▽

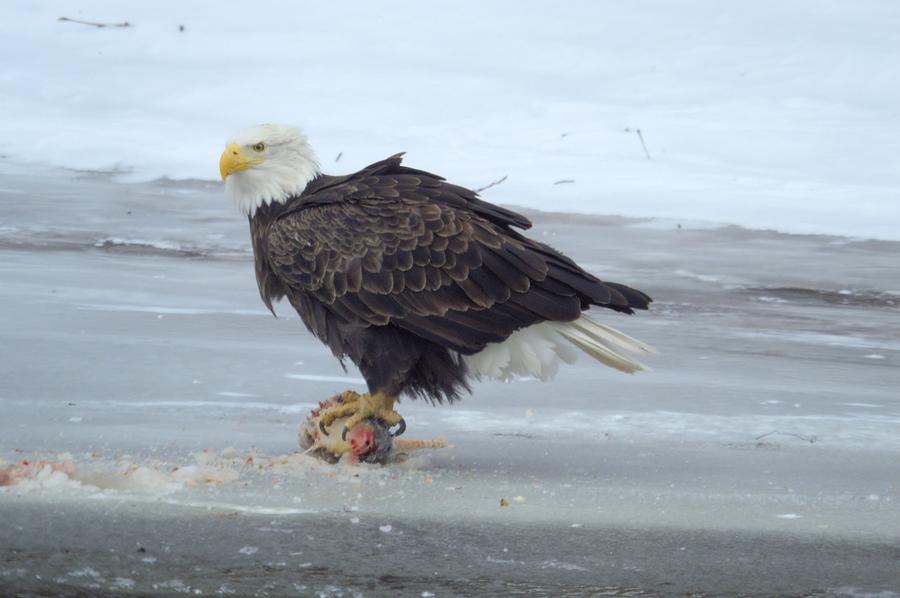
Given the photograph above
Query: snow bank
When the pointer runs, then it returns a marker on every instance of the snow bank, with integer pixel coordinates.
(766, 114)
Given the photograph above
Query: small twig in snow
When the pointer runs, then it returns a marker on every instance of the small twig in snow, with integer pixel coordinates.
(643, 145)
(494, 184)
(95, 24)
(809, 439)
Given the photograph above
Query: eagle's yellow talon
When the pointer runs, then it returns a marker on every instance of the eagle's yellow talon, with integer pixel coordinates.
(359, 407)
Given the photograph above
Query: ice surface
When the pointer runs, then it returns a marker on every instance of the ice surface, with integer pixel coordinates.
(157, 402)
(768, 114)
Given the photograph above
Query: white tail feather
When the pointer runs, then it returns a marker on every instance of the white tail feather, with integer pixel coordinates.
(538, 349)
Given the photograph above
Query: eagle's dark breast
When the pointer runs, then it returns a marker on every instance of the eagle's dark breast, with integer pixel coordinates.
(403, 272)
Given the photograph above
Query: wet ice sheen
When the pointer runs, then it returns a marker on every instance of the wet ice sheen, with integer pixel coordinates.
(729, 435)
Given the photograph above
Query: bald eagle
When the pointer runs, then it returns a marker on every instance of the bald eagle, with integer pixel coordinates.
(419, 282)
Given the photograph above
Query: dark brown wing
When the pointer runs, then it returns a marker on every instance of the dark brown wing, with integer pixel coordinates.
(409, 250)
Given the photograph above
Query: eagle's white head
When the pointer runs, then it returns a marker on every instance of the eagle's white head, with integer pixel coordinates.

△

## [Task to complete]
Lines that contain the word "head": how many are there in the data? Give the number and nothing else.

## [Result for this exercise]
2